Given problem: Swap "innermost" for "central" everywhere in the entries below, and keep every other word and number the same.

Collected data:
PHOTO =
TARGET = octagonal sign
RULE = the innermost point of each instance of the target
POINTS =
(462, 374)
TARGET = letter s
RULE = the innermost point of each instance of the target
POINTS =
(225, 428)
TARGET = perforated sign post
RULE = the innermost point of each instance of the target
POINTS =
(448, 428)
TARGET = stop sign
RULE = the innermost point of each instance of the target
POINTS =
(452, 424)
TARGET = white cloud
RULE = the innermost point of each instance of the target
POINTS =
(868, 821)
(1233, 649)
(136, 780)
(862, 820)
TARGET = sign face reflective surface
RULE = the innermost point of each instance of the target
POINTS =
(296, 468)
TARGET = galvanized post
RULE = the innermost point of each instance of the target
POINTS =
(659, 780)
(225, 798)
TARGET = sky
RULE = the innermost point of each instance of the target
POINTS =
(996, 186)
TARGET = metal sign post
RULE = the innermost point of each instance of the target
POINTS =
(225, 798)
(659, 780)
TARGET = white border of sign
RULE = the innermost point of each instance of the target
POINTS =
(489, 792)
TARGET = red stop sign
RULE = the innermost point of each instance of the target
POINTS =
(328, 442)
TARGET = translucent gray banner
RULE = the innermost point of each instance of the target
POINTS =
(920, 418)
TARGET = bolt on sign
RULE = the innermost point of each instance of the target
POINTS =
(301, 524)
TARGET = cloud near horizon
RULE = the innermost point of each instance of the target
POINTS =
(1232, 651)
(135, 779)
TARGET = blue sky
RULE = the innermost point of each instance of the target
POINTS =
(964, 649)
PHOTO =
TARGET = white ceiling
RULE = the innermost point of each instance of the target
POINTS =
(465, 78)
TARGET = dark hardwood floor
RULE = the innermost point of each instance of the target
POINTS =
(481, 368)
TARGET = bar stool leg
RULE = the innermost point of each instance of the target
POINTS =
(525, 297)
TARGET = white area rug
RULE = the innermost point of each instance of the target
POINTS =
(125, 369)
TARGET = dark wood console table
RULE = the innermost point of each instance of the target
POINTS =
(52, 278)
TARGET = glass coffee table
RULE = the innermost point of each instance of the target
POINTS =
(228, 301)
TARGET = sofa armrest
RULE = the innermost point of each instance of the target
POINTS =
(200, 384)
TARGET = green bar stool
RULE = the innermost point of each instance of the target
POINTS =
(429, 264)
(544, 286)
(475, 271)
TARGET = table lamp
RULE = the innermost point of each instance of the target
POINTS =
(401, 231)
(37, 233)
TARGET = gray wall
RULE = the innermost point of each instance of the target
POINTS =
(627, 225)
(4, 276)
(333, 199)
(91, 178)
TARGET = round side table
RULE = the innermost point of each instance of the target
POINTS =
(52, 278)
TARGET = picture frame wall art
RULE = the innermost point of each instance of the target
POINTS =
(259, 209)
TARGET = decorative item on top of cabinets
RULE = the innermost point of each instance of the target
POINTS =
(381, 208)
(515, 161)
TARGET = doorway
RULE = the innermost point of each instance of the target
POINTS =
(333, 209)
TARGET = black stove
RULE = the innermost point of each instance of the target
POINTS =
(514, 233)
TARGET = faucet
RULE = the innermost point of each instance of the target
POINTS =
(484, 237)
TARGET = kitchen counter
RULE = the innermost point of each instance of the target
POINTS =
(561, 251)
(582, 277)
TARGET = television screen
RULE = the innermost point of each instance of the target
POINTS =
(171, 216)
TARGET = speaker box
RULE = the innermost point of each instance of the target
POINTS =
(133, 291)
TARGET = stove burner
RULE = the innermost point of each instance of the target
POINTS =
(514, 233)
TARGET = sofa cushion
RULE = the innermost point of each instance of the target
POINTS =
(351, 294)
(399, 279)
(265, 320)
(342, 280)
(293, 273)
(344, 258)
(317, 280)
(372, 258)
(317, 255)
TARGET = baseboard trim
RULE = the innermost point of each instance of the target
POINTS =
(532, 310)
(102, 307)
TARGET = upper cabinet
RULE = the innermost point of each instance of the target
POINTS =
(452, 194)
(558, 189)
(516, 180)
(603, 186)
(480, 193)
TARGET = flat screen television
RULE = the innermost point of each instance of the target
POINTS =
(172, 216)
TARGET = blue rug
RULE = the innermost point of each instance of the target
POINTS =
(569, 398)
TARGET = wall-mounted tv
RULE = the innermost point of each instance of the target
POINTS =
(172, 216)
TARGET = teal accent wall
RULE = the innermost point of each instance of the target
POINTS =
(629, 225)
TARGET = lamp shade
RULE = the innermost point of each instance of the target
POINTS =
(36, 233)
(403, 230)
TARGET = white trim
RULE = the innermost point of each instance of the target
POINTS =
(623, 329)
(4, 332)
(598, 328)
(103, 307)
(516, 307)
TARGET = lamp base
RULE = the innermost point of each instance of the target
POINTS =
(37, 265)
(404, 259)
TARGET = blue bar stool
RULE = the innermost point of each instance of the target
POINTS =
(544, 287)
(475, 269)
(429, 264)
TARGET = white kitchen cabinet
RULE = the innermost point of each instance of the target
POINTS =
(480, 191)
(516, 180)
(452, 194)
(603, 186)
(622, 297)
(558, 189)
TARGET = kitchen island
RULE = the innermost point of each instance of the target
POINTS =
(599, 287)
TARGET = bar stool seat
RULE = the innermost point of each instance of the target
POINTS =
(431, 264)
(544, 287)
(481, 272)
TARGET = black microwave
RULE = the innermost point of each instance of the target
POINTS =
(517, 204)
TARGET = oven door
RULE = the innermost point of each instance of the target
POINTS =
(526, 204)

Solution for this problem:
PHOTO =
TARGET = octagonal sign
RULE = the central point of each instance of the target
POINTS =
(462, 374)
TARGET = letter s
RULE = the central point of each instance of the target
POINTS =
(225, 428)
TARGET = perforated sign post
RULE = the central point of each instance of the target
POINTS =
(448, 428)
TARGET = stop sign
RULE = the central point of each instance of the target
POINTS =
(452, 424)
TARGET = white cloud
RULE = the central point of each instance of the target
POINTS =
(868, 821)
(1233, 649)
(136, 780)
(862, 820)
TARGET = sign face reflective surface
RULE = the central point of each instance of the target
POINTS =
(296, 468)
TARGET = galvanized post
RULE = the central point of each instance of the target
POINTS =
(659, 780)
(225, 798)
TARGET = sky
RULE = the central point of each instance of the target
POINTS =
(996, 186)
TARGET = metal sign post
RULE = the central point of each instance of the target
POINTS =
(225, 798)
(659, 780)
TARGET = white border of sign
RULE = the central point of each instance of the target
POINTS =
(489, 792)
TARGET = red stop sign
RULE = the central point of each instance of the target
POINTS =
(328, 442)
TARGET = translucent gray banner
RULE = the central point of each instance of the target
POINTS =
(920, 418)
TARGET = bolt on sign
RULE = the central point of each instance of the target
POINTS =
(301, 524)
TARGET = cloud near horizon
RULE = the central point of each instance of the target
POINTS =
(1232, 651)
(135, 779)
TARGET = blue sky
RULE = the central point of each instance of the target
POINTS =
(964, 649)
PHOTO =
TARGET = white ceiling
RULE = the central point of each instance of the target
POINTS =
(465, 78)
TARGET = dark hardwood floor
RULE = the central point of each instance of the target
POINTS =
(481, 368)
TARGET = bar stool leg
RULE = the central point of each instance of the target
POINTS =
(525, 297)
TARGET = white area rug
RULE = the central point of each instance of the target
POINTS =
(125, 369)
TARGET = dark wood console table
RULE = the central point of each instance of the target
POINTS =
(52, 278)
TARGET = glass coffee table
RULE = the central point of each instance of the target
POINTS =
(228, 301)
TARGET = sofa armrest
RULE = the central point of each instance of the target
POINTS =
(200, 384)
TARGET = green bar stool
RULE = the central point of each instance of the target
POINTS =
(429, 264)
(544, 286)
(475, 271)
TARGET = table lamp
RULE = the central point of each instance of the target
POINTS =
(401, 231)
(37, 233)
TARGET = gray wall
RULE = the central point of each instance of the target
POINTS =
(627, 225)
(4, 276)
(333, 199)
(91, 178)
TARGET = round side table
RULE = the central point of each instance of the target
POINTS =
(52, 278)
TARGET = picture frame wall art
RULE = the central point of each instance of the target
POINTS =
(259, 209)
TARGET = decorative item on top of cabinets
RULE = the central point of each instance of the target
POINTS =
(381, 208)
(515, 161)
TARGET = doorway
RULE = the central point of each instance of the target
POINTS =
(333, 209)
TARGET = black stove
RULE = the central point of each instance of the target
POINTS =
(514, 233)
TARGET = faucet
RULE = the central point of each instance of the target
POINTS =
(484, 237)
TARGET = kitchen counter
RULE = the central point of each instance of the target
POINTS =
(561, 251)
(582, 277)
TARGET = television screen
RULE = the central point of each instance of the target
POINTS =
(171, 216)
TARGET = speaker box
RULE = the central point of each instance of the target
POINTS =
(133, 291)
TARGET = stove burner
RULE = the central point of each instance of the target
POINTS =
(514, 233)
TARGET = sofa cushion
RULE = the central point of each instance of the target
POINTS =
(351, 294)
(399, 279)
(265, 320)
(342, 280)
(293, 273)
(344, 258)
(317, 280)
(372, 258)
(317, 255)
TARGET = baseboard trim
RULE = the central point of each instance of the target
POINTS =
(532, 310)
(102, 307)
TARGET = upper cabinet
RULE = the central point of each instance of the target
POINTS =
(452, 194)
(558, 189)
(516, 180)
(603, 186)
(480, 193)
TARGET = flat screen television
RULE = the central point of each instance of the target
POINTS =
(172, 216)
TARGET = blue rug
RULE = the central point of each instance of the target
POINTS =
(569, 398)
TARGET = wall-mounted tv
RULE = the central point of each instance of the target
POINTS =
(172, 216)
TARGET = teal accent wall
RULE = the central point of each instance of the target
POINTS =
(629, 225)
TARGET = lamp shade
RULE = the central point of each instance of the target
POINTS =
(36, 233)
(403, 230)
TARGET = white trim
RULE = the central point of each instance of the target
POINTS =
(623, 329)
(4, 332)
(598, 328)
(103, 307)
(516, 307)
TARGET = lamp base
RULE = the central point of each instance of the target
POINTS =
(37, 265)
(404, 259)
TARGET = blue bar stool
RULE = the central point of each instance of the target
POINTS =
(544, 287)
(475, 269)
(429, 264)
TARGET = white kitchen cabinet
RULE = the central point of each instance of the target
POINTS =
(480, 191)
(516, 180)
(452, 194)
(603, 186)
(622, 297)
(558, 189)
TARGET = kitchen island
RULE = the central point of each instance of the target
POINTS =
(599, 287)
TARGET = bar stool seat
RULE = the central point of each instance of the target
POINTS =
(431, 264)
(544, 287)
(481, 272)
TARGET = black microwave
RULE = the central point of each instance of the target
POINTS =
(517, 204)
TARGET = oven door
RULE = the central point of each instance of the target
POINTS =
(526, 204)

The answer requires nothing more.